■ Try it ■
Below are records to be copied exactly; their pictures are to be omitted.

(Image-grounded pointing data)
*** Begin section ***
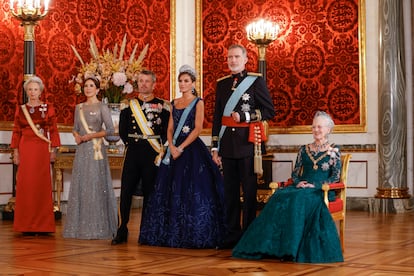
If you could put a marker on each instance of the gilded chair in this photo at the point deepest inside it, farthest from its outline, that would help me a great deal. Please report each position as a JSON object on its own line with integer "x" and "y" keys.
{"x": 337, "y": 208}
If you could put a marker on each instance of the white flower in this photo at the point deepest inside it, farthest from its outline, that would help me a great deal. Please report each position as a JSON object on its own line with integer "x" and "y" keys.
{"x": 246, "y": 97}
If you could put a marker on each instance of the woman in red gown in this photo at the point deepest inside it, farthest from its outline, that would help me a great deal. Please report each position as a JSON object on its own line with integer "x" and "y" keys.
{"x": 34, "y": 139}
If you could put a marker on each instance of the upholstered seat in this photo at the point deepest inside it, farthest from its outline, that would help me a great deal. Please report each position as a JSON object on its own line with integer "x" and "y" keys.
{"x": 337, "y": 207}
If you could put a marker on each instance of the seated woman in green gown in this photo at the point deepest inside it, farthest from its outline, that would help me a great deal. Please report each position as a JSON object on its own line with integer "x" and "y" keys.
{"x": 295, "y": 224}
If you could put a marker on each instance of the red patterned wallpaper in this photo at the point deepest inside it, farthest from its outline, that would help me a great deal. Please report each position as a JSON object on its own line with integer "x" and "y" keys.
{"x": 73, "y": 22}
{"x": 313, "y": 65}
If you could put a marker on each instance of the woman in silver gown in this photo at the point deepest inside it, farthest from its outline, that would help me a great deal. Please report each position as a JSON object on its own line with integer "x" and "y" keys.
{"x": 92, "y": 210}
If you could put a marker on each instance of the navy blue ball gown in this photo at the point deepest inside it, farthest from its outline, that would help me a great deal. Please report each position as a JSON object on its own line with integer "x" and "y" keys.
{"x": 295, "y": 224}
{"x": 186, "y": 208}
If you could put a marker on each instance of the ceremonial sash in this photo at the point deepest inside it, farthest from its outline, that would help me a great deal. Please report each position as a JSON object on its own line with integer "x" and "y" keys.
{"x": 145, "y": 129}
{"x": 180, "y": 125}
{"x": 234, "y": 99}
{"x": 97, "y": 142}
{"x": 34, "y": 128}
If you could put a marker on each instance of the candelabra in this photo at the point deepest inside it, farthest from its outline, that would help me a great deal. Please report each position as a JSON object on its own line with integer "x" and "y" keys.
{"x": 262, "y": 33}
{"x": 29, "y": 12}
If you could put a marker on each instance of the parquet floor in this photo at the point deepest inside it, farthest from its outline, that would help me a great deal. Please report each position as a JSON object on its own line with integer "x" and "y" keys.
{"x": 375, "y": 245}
*** End section ***
■ Finished exercise ■
If you could put a marker on each instance of the gilded chair in this photo at the point deepest inside it, farthest from its outline, that would help me a great deal. Please report each position as a JSON object on its own line with integer "x" and "y" keys.
{"x": 337, "y": 208}
If you could put a marker on each instance of the white flower in this photo at the point deepest inside it, farthest from its outline, that would help me a great deal. Please report each position as a JSON object on its own line with integer "x" and "y" keys.
{"x": 246, "y": 97}
If you could put a marker on each instance of the woman in red gown in this photo at the point deepest inside it, farthest from its outline, that would help me a great deal. Please report each position as a JSON object on its own line with integer "x" and "y" keys.
{"x": 34, "y": 139}
If you could put a marker on each instance of the upholstered seat in this photo at the point deepest inside it, farthest from its outline, that would help me a great deal. Please report each position as a JSON object on its own line with integer "x" and "y" keys.
{"x": 337, "y": 207}
If you could put a marker on each instance of the seated woman in green gown in this photo at the point deepest inside it, farthest from its outline, that would help me a great deal. Please report each position as a JSON object on its own line with integer "x" and "y" keys.
{"x": 295, "y": 224}
If you could put a marker on each instance of the red patterned wallpaper in this photo at the point deepest inside it, farthest from its outline, that would help me a great deal. Please report each position as a JSON object on its own line with integer "x" and "y" keys.
{"x": 73, "y": 22}
{"x": 313, "y": 65}
If you could put a marker on each instance of the woman in silver gown in this photo at the point deepest inside it, farthest from its outline, that would help me a great deal. Please report each position as a JSON object on its own line with integer "x" and "y" keys.
{"x": 92, "y": 210}
If you could put a marker on each instance of the navy blue ball gown in this photo at the point deepest inside it, farthest from its outline, that would help me a great deal. Please report each position as a JSON object on its own line with integer "x" and "y" keys.
{"x": 295, "y": 224}
{"x": 186, "y": 208}
If you could put a marker on each instance of the ceremonial sash in this photo at the point deepest inside it, farthest from its outline, that would help me a great deal. Please report each position as a JSON object on its own line with integer "x" and "y" keys.
{"x": 145, "y": 129}
{"x": 180, "y": 125}
{"x": 234, "y": 99}
{"x": 97, "y": 142}
{"x": 34, "y": 128}
If you could put a marker on each instance of the candelabra in this photo at the point deepest inside it, farthest from its outline, that would help me a great deal. Please report each position as a JSON object on its own line with integer "x" and "y" keys.
{"x": 262, "y": 33}
{"x": 29, "y": 12}
If you could put a marker on each instance of the parquet floor in this photo at the point deepest inside it, farthest from its outline, that would help me a great deal. Please report each position as a JSON object on its own line with integer "x" and "y" keys.
{"x": 375, "y": 245}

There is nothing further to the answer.